* Work instructions
Reproduce each of the entries below word for word, leaving nothing out.

Collected data entries
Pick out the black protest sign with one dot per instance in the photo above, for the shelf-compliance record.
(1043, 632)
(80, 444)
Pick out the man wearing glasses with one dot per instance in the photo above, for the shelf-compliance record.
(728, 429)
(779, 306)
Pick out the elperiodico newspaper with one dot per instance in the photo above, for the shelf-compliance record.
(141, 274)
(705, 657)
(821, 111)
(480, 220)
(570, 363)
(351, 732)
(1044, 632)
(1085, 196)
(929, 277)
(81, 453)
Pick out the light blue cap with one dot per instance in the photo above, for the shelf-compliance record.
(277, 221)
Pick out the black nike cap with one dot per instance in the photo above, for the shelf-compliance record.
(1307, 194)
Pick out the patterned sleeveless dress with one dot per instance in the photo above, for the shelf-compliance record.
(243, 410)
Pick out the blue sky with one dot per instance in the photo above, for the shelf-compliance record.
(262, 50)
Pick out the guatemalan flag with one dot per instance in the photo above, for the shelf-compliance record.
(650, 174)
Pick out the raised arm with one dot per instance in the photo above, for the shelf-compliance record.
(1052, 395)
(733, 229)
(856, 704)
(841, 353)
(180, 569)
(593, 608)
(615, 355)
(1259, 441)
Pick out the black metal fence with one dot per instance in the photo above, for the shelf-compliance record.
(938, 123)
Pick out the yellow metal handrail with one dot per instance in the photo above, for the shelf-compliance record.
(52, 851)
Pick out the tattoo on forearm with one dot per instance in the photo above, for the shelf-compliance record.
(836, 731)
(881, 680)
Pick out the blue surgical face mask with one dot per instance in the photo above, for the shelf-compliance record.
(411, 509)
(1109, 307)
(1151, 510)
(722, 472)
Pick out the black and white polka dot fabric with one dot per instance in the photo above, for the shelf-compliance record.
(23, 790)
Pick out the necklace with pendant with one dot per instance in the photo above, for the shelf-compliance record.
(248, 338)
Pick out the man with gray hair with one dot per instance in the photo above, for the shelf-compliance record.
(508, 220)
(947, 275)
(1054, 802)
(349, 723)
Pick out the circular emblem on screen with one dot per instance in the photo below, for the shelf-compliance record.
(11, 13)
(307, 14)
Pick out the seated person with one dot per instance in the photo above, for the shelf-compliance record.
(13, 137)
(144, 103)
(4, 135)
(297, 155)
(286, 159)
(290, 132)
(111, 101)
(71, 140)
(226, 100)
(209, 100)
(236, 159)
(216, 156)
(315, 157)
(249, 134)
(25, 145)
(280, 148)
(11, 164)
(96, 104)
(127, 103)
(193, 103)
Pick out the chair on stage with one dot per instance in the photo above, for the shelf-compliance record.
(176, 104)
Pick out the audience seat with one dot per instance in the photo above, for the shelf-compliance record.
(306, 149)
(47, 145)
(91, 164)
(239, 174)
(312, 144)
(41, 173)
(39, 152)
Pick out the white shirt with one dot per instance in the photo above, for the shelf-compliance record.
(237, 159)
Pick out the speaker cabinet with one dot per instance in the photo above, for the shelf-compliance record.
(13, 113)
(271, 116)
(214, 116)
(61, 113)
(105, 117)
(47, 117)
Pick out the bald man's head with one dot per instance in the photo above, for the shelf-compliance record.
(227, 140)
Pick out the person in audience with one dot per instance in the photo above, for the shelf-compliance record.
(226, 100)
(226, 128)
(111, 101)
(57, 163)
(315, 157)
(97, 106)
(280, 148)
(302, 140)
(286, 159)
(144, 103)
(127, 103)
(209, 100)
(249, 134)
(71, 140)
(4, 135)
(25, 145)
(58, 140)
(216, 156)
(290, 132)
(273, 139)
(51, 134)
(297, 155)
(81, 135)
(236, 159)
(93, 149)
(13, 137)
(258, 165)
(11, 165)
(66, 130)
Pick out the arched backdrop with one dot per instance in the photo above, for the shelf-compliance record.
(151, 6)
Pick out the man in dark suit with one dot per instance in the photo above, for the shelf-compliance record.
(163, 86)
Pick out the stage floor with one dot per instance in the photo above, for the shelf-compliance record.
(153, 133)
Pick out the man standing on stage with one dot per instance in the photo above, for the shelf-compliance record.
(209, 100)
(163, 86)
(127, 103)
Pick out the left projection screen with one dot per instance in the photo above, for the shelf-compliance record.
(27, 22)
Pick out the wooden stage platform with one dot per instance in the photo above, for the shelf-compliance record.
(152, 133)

* The solution
Pick out the black protest sign with one dot per instance in the photo above, for the shelf-compliance record.
(1043, 632)
(80, 444)
Pick out the man wearing glasses with one dot per instance in the photo above, for the shelf-compliance record.
(728, 429)
(779, 306)
Pick out the elperiodico newspaper with one dot per instance in the photo above, for the shelf-compliance record.
(141, 274)
(705, 657)
(821, 111)
(480, 220)
(570, 363)
(351, 732)
(1044, 632)
(1085, 196)
(929, 277)
(81, 453)
Pick out the light blue cap with one dot per instance in the photo above, for the shelf-compliance record.
(277, 221)
Pick out the black nike cap with one dot per instance in the photo above, for the shelf-compliance record.
(1307, 194)
Pick out the patterned sleeveless dress with one dot per instance in the photo above, for the shelf-compliance record.
(243, 410)
Pick out the blue sky with one dot per instance in the photo above, for the shelf-compliance record.
(262, 50)
Pick out the guatemalan flag with one dot per instance in the photo above, for the shelf-compliance record.
(650, 174)
Pick out the raised arm with one dot per instance in the photo above, for the shelf-compliance record.
(1052, 395)
(733, 229)
(856, 704)
(841, 353)
(180, 569)
(593, 608)
(615, 355)
(1259, 441)
Pick out the black metal fence with one dot per instance in the photo above, for the shelf-compliance record.
(938, 123)
Pick out the yellow metal handrail with one dot per instance in the photo above, for the shelf-compliance record.
(52, 851)
Pick out the tattoo on forearm with one dot per instance in the photo above, for the shelf-compliance record.
(836, 731)
(881, 680)
Pick out the blue surgical face mask with one dot per instance in the photo above, for the shelf-compliance record.
(411, 509)
(1109, 307)
(1151, 510)
(722, 472)
Pick out the black and white polka dot fabric with one dot per instance in the photo above, for the shelf-compliance record.
(23, 790)
Pick out the necklace with pendant with one dot per instance in the photo above, for the shelf-compliance record.
(248, 338)
Pick out the man with gray hair with one dot per instance in the photo above, for the shelf-compliance record.
(508, 220)
(947, 275)
(1054, 802)
(349, 723)
Pick out the circular emblem on screen with one dot per instance in the photo below, for the shelf-compliance record.
(11, 13)
(307, 14)
Pick out the seated person with one dot per instance in the photo above, for the shelf-compliance record.
(13, 137)
(144, 103)
(4, 135)
(297, 155)
(286, 159)
(290, 132)
(111, 101)
(71, 140)
(226, 100)
(209, 100)
(236, 159)
(216, 156)
(315, 157)
(249, 134)
(25, 145)
(280, 148)
(11, 164)
(96, 104)
(127, 103)
(193, 103)
Pick out the chair on stage with one dot per instance in the photo above, for the shelf-compliance record.
(176, 104)
Pick out the audience seat with one dot per instance in the photo above, for the shelf-compliance record.
(306, 149)
(47, 145)
(91, 164)
(239, 174)
(312, 144)
(41, 173)
(39, 152)
Pick out the white shirt with one dot per instance in the photo above, for the shelf-compliance record.
(237, 159)
Pick out the speaker cabinet with one dot per instance in the photo above, for the shelf-compliance record.
(13, 113)
(271, 116)
(214, 116)
(61, 113)
(105, 117)
(47, 117)
Pick out the bald man's head with one dot per instance in the photo above, for the shelf-compliance record.
(227, 140)
Pick out the person in audience with one dot per instance in the photo above, for the shelf-compliance record.
(226, 100)
(226, 128)
(111, 101)
(57, 163)
(315, 157)
(97, 106)
(280, 148)
(302, 140)
(286, 159)
(144, 103)
(127, 103)
(209, 100)
(249, 134)
(71, 140)
(4, 135)
(25, 145)
(58, 140)
(216, 156)
(290, 132)
(273, 139)
(51, 134)
(297, 155)
(81, 135)
(236, 159)
(93, 149)
(13, 137)
(258, 165)
(11, 165)
(66, 130)
Pick out the arched backdrop with one dot per instance in the photo above, for the shelf-compliance record.
(151, 6)
Pick out the man in dark suit with one dot per instance in the photo above, for the shelf-compliance record.
(163, 86)
Pick out the stage floor with one dot per instance in the photo above, for the shelf-compliance record.
(153, 133)
Pick out the man standing on stage with one dot per instance in the photo above, for the shelf-compliance record.
(209, 100)
(163, 86)
(127, 103)
Pick out the left projection screen with one dot per instance in the photo above, for the shelf-compliance record.
(27, 22)
Pick out the wooden stage platform with one dot per instance in the photo above, for the shelf-compliance record.
(152, 133)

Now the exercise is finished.